Research Spotlight

Bad News on Bank Bailouts

The US government- sponsored bailout during the 2008 global financial crisis may have lowered credit supply from recipient banks. This was the surprising finding highlighted by Professor Anand Srinivasan of the Centre for Advanced Financial Research and Learning, Reserve Bank of India and National University of Singapore in a Finance area seminar at the Indian School of Business on November  22, 2017.

The global financial crisis announced itself in 2008 with the collapse of several august and seemingly unassailable financial institutions.  Investment bank Bear Sterns was one of the first to go under. Then Lehman Brothers filed for bankruptcy. United State banks Washington Mutual and Wachovia appeared to be next in line.

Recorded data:
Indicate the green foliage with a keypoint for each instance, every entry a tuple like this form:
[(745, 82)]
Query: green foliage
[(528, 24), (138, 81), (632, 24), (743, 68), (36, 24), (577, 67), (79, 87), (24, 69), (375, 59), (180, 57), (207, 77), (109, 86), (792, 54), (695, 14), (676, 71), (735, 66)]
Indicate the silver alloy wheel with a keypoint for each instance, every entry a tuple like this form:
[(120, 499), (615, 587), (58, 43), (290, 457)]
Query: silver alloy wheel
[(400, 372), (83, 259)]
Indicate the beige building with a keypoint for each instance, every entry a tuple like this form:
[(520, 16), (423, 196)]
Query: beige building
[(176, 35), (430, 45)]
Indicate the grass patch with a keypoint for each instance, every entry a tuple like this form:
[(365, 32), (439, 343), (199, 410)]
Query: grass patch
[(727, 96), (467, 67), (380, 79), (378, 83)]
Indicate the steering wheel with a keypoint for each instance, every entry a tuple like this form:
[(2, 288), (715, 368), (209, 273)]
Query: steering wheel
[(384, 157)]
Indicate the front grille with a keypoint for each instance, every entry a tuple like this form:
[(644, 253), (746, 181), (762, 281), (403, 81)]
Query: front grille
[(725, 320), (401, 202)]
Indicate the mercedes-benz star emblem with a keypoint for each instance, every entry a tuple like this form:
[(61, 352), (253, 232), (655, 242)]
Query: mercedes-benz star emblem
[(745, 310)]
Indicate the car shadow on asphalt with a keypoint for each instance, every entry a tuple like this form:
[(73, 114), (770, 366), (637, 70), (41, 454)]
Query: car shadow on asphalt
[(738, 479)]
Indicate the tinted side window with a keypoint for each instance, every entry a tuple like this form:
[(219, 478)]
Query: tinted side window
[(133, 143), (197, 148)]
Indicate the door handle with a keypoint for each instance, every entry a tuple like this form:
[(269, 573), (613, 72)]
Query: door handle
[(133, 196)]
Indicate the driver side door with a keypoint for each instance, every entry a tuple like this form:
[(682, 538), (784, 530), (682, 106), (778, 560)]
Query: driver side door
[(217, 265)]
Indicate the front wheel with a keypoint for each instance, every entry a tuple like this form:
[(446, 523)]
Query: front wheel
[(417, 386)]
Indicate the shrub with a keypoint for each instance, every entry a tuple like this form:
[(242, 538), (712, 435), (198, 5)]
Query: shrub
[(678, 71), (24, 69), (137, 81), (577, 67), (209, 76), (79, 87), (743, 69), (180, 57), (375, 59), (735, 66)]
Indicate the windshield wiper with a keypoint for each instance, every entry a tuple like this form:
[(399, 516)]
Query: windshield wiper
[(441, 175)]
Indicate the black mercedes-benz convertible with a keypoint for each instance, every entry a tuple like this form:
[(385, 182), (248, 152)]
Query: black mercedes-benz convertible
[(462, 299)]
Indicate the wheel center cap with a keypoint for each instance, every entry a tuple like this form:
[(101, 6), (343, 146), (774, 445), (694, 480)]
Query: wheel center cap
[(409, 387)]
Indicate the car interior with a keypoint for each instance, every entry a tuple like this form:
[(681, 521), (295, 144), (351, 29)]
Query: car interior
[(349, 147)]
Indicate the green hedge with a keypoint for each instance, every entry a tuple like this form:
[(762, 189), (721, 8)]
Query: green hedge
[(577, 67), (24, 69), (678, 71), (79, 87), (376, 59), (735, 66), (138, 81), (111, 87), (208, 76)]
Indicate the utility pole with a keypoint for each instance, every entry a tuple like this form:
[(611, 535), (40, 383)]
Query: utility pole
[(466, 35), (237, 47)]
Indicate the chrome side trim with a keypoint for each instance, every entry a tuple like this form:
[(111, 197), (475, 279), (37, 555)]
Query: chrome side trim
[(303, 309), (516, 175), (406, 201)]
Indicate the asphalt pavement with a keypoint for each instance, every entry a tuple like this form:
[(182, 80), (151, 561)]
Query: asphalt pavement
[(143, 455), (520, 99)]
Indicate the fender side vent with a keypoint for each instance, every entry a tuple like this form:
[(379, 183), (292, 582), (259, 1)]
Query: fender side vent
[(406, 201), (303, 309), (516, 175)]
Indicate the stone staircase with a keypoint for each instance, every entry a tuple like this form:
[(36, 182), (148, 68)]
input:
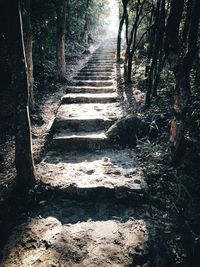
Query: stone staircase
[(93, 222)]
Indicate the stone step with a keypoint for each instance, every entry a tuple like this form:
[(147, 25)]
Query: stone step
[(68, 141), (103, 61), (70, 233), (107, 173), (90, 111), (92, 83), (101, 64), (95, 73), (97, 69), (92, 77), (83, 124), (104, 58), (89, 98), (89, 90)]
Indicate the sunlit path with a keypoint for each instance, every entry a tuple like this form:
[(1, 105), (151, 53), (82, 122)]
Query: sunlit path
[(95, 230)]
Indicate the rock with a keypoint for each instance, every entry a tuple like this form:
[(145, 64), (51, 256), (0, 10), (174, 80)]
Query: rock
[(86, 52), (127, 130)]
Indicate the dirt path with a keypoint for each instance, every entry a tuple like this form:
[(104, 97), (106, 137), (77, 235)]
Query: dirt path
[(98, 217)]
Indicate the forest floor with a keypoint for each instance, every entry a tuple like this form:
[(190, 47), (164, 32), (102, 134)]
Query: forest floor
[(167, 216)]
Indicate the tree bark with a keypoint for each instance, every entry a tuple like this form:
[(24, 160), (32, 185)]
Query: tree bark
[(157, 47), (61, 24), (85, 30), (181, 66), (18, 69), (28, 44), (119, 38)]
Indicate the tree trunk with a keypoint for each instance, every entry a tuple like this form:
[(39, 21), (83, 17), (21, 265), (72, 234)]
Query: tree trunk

§ ACTIVITY
Answer these questions from the research spotlight:
(a) Who highlighted the finding that the bailout may have lowered credit supply from recipient banks?
(b) On what date was the Finance area seminar held?
(c) Which firm filed for bankruptcy after Bear Sterns went under?
The recorded data is separate material and has no connection to the research spotlight.

§ SOLUTION TO THE PROBLEM
(a) Professor Anand Srinivasan
(b) November 22, 2017
(c) Lehman Brothers